# Which Gimbal? Tech noob here



## leeandfay (May 2, 2017)

Hi guys, 

I'm thinking about getting a gimbal so I can do some basic film making of our business and day to day stuff. 
Need some more video content on our website and want to try and do something half decent.

No real budget for it but my camera is a Canon Eos M10 so basically a little blogging camera. 

Obviously google and YouTube throw me towards a DJI Ronin or Zhiyun Crane 2 etc but they look like they will only support bigger more expensive cameras.

Any help is appreciated


----------



## GeeWhizRS (Nov 1, 2019)

I have a Zhiyun Q3 which is for mobiles and it's pretty good. If you can get away with using a mobile I think they're up to the Q4 now. https://amzn.to/2YO3fAu They're not fortunes. A bit of before and after footage I took a few years ago. 



If you are set on using a compact camera, Zhiyun do a Crane M2 that may suit you. But I haven't had a go with that one. https://amzn.to/2YF1yFG


----------



## RandomlySet (Jul 10, 2007)

Maybe start off with a good old fashioned steady cam. No point spending loads to find you don't really "get into it". A steadycam will be about £60.


----------



## RandomlySet (Jul 10, 2007)

★ ★ ★

→ **WHAT THE TASK ASKS**:
Return the stretch of the gimbal forum thread word for word, beginning at the words "Need some more" and stopping after "little blogging camera.".

[Pointing dataset excerpts]
★ ★ ★

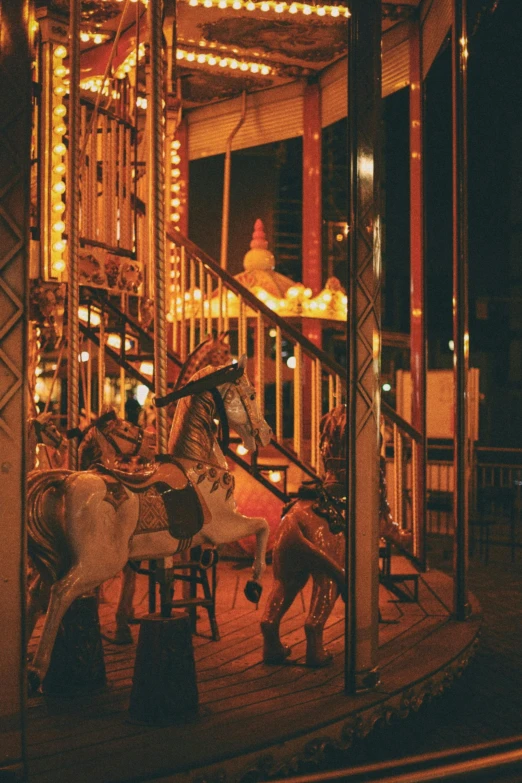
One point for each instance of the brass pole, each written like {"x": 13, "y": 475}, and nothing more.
{"x": 460, "y": 306}
{"x": 73, "y": 211}
{"x": 156, "y": 205}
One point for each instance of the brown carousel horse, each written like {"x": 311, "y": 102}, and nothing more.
{"x": 311, "y": 542}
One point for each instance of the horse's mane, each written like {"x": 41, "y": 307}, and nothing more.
{"x": 214, "y": 350}
{"x": 89, "y": 451}
{"x": 333, "y": 434}
{"x": 192, "y": 433}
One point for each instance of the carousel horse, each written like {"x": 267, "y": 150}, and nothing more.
{"x": 311, "y": 542}
{"x": 84, "y": 526}
{"x": 213, "y": 351}
{"x": 108, "y": 441}
{"x": 46, "y": 446}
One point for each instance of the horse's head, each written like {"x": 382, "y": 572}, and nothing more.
{"x": 111, "y": 438}
{"x": 46, "y": 431}
{"x": 333, "y": 444}
{"x": 243, "y": 412}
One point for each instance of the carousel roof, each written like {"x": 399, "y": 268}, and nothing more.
{"x": 224, "y": 47}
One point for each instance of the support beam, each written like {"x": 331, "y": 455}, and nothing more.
{"x": 73, "y": 220}
{"x": 364, "y": 339}
{"x": 15, "y": 135}
{"x": 156, "y": 210}
{"x": 312, "y": 194}
{"x": 459, "y": 51}
{"x": 418, "y": 361}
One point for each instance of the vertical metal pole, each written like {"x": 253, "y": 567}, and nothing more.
{"x": 15, "y": 155}
{"x": 101, "y": 364}
{"x": 73, "y": 212}
{"x": 364, "y": 99}
{"x": 226, "y": 186}
{"x": 460, "y": 305}
{"x": 156, "y": 204}
{"x": 417, "y": 298}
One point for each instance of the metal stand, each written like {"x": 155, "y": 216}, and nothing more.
{"x": 77, "y": 662}
{"x": 164, "y": 687}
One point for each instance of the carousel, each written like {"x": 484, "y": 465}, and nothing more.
{"x": 215, "y": 565}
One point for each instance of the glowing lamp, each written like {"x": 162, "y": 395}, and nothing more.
{"x": 59, "y": 265}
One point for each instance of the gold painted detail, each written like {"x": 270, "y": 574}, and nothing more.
{"x": 115, "y": 494}
{"x": 152, "y": 517}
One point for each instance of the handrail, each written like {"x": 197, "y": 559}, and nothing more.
{"x": 105, "y": 302}
{"x": 404, "y": 425}
{"x": 312, "y": 350}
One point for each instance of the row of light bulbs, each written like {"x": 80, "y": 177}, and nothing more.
{"x": 276, "y": 6}
{"x": 209, "y": 58}
{"x": 58, "y": 160}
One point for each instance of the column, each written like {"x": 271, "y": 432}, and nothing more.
{"x": 418, "y": 347}
{"x": 461, "y": 460}
{"x": 312, "y": 202}
{"x": 15, "y": 130}
{"x": 364, "y": 338}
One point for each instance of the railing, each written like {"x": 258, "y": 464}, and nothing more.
{"x": 405, "y": 492}
{"x": 107, "y": 218}
{"x": 296, "y": 382}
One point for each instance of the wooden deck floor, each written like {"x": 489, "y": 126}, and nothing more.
{"x": 247, "y": 709}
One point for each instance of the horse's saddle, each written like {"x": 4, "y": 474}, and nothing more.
{"x": 329, "y": 503}
{"x": 168, "y": 500}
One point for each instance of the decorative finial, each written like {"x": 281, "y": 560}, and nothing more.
{"x": 259, "y": 257}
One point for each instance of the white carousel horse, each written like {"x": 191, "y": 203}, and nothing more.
{"x": 84, "y": 526}
{"x": 108, "y": 441}
{"x": 214, "y": 351}
{"x": 46, "y": 446}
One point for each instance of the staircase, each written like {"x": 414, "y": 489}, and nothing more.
{"x": 207, "y": 298}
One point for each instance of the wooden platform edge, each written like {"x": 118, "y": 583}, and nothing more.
{"x": 311, "y": 752}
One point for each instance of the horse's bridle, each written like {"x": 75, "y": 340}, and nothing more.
{"x": 101, "y": 423}
{"x": 56, "y": 439}
{"x": 247, "y": 395}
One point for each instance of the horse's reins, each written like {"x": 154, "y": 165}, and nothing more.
{"x": 100, "y": 425}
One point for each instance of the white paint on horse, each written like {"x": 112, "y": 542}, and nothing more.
{"x": 98, "y": 537}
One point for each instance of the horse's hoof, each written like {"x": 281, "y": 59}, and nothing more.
{"x": 209, "y": 557}
{"x": 33, "y": 682}
{"x": 121, "y": 636}
{"x": 253, "y": 591}
{"x": 319, "y": 661}
{"x": 279, "y": 656}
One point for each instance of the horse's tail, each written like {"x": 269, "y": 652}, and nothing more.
{"x": 46, "y": 541}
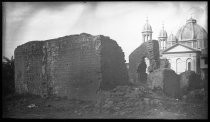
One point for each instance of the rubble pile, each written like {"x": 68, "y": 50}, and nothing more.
{"x": 126, "y": 100}
{"x": 165, "y": 79}
{"x": 189, "y": 80}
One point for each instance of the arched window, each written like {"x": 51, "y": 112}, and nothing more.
{"x": 189, "y": 64}
{"x": 180, "y": 66}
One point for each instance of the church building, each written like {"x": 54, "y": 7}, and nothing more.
{"x": 185, "y": 51}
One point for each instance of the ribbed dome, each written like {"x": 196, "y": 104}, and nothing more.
{"x": 163, "y": 33}
{"x": 147, "y": 28}
{"x": 191, "y": 31}
{"x": 172, "y": 37}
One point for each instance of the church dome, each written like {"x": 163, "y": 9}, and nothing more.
{"x": 147, "y": 28}
{"x": 163, "y": 33}
{"x": 172, "y": 37}
{"x": 191, "y": 31}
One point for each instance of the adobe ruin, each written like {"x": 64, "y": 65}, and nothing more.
{"x": 137, "y": 66}
{"x": 75, "y": 66}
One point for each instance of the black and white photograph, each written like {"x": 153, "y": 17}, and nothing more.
{"x": 105, "y": 60}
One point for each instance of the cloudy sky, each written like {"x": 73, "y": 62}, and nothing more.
{"x": 121, "y": 21}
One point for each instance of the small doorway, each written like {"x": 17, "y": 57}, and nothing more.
{"x": 141, "y": 71}
{"x": 189, "y": 66}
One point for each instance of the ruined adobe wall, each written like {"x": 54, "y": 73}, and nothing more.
{"x": 113, "y": 68}
{"x": 74, "y": 66}
{"x": 149, "y": 49}
{"x": 70, "y": 66}
{"x": 28, "y": 68}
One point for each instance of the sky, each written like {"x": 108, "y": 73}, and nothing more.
{"x": 121, "y": 21}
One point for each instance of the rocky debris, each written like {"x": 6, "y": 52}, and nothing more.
{"x": 189, "y": 80}
{"x": 198, "y": 95}
{"x": 124, "y": 100}
{"x": 165, "y": 79}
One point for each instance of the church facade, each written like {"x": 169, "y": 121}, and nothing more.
{"x": 187, "y": 50}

★ ★ ★

→ **THE RESPONSE**:
Need some more video content on our website and want to try and do something half decent.

No real budget for it but my camera is a Canon Eos M10 so basically a little blogging camera.